> **Text shown**
<<<<
Hacker News new | ask | show | jobs
by roca 2786 days ago
You should read https://arxiv.org/abs/1705.05937 so you don't need to speculate. rr absolutely does guarantee that threads are scheduled the same way during replay as during recording, otherwise it wouldn't work at all on applications like Firefox which use a lot of threads.

Also, rr definitely is very useful for debugging race conditions. For example Mozilla developers have debugged lots of race conditions using it. One thing that really helps is rr's "chaos mode", which randomizes thread scheduling in an intelligent way to discover possible races. See https://robert.ocallahan.org/2016/02/introducing-rr-chaos-mo... and https://robert.ocallahan.org/2016/02/deeper-into-chaos.html and https://robert.ocallahan.org/2018/05/rr-chaos-mode-improveme....

1 comments

Very cool stuff! And yes, I took a look at the paper, as I noted in my edit. But I think there's still two classes of race conditions outside of its scope: ones that require simultaneous execution (where you can get surprising interleavings) and lock-free algorithms where correct use of the memory model is paramount. In my personal experience, these are the hardest problems to debug.
>>>>
> **Problem set**
[a] Please copy out every web address in the Hacker News thread about rr as it appears there.
[b] Extend the Hacker News thread about rr, picking up after its final sentence.

> **Dataset entries**
<<<<
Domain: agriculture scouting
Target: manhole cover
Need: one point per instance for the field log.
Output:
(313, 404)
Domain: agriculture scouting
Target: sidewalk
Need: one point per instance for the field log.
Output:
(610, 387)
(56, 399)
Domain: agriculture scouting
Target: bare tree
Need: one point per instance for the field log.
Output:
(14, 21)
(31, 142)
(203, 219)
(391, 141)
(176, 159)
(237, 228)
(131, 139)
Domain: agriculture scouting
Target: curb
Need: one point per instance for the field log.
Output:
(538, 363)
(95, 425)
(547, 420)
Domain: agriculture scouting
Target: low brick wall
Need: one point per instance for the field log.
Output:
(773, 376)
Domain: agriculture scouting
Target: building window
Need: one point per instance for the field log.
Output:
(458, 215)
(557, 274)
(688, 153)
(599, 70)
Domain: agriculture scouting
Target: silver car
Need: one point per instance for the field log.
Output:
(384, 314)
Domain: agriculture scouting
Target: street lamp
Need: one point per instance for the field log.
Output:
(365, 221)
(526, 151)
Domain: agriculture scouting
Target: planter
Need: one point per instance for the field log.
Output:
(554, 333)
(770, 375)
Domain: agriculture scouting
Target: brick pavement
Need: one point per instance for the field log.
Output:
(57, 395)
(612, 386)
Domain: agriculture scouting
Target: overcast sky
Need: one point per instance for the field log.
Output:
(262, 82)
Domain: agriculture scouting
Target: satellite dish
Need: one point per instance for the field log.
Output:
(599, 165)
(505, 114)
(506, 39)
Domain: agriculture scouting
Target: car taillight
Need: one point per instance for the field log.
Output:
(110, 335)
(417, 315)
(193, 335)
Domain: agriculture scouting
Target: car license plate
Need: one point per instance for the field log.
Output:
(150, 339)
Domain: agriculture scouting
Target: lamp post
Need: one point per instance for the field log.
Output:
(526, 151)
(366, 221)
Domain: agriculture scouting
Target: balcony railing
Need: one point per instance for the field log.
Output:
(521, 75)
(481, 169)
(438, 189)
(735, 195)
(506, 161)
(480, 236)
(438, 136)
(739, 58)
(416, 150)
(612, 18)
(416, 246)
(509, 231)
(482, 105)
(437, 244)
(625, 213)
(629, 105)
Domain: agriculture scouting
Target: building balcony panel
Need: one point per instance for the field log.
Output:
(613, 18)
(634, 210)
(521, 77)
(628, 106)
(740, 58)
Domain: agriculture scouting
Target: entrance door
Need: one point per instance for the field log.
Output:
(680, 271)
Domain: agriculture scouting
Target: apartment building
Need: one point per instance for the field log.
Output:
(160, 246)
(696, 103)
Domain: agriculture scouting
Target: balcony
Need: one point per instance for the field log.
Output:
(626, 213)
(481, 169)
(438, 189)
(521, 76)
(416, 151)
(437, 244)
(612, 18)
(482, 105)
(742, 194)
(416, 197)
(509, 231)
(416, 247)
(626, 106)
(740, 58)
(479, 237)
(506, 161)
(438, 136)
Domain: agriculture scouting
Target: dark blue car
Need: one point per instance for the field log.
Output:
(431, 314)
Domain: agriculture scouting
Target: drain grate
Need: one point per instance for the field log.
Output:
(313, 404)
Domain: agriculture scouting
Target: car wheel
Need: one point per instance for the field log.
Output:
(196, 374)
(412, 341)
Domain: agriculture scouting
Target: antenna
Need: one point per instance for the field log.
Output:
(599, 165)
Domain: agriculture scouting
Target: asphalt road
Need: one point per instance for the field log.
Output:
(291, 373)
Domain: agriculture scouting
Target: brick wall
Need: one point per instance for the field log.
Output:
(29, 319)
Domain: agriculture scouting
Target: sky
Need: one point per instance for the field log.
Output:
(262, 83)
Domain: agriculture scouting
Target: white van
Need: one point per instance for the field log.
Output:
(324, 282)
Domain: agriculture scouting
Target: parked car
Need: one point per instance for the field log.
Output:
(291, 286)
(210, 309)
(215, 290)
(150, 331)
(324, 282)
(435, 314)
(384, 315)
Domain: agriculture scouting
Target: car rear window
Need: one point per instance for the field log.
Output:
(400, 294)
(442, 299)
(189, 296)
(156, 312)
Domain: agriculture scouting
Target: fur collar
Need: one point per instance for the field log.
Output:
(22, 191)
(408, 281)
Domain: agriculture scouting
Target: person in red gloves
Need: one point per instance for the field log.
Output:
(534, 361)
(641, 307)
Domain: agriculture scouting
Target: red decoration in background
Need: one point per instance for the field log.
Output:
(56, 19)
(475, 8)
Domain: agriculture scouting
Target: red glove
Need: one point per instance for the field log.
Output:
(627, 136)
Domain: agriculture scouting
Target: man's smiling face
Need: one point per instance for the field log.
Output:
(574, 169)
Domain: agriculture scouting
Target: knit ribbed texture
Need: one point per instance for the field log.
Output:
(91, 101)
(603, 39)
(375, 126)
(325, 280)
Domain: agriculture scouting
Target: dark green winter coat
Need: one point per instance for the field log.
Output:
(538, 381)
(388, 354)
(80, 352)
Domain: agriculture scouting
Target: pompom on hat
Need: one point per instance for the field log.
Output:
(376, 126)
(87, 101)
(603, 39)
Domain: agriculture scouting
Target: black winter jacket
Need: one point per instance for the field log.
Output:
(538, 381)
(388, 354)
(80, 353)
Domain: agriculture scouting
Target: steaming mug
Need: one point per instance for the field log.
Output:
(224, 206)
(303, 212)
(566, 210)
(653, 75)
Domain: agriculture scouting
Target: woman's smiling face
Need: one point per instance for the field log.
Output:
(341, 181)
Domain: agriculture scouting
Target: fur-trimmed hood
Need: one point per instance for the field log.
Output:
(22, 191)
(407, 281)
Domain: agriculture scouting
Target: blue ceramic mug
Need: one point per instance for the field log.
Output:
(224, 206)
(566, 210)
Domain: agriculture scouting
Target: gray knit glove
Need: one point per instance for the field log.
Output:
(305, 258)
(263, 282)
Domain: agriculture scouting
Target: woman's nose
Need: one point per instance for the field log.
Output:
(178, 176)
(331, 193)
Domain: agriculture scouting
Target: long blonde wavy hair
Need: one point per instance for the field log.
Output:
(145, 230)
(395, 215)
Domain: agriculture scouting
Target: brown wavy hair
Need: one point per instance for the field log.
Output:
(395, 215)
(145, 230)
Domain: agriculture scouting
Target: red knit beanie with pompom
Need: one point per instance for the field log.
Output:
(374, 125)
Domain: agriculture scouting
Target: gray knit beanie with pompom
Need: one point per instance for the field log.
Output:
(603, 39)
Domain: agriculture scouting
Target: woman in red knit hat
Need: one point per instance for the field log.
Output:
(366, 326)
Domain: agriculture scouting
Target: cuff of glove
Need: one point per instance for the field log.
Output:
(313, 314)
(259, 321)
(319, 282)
>>>>
> **Expected outputs**
[a]
https://arxiv.org/abs/1705.05937
https://robert.ocallahan.org/2016/02/introducing-rr-chaos-mo...
https://robert.ocallahan.org/2016/02/deeper-into-chaos.html
https://robert.ocallahan.org/2018/05/rr-chaos-mode-improveme...

[b]
Even those are probably not 100% outside of its scope. I forget the details of chaos mode, but that kind of induced thread-switching can cause just the kind of interleaving you seem to be talking about.

What rr cannot capture is a very small subclass of race conditions involving things like cache line misses - I think that's what you're alluding to by "correct use of the memory model is paramount" but it's a subclass even of those. Yes, those are hugely difficult to diagnose and it would be fantastic if tools like rr or UndoDB could capture them. But there's a vast swathe of also very difficult race conditions that this recording tech can and does help with today.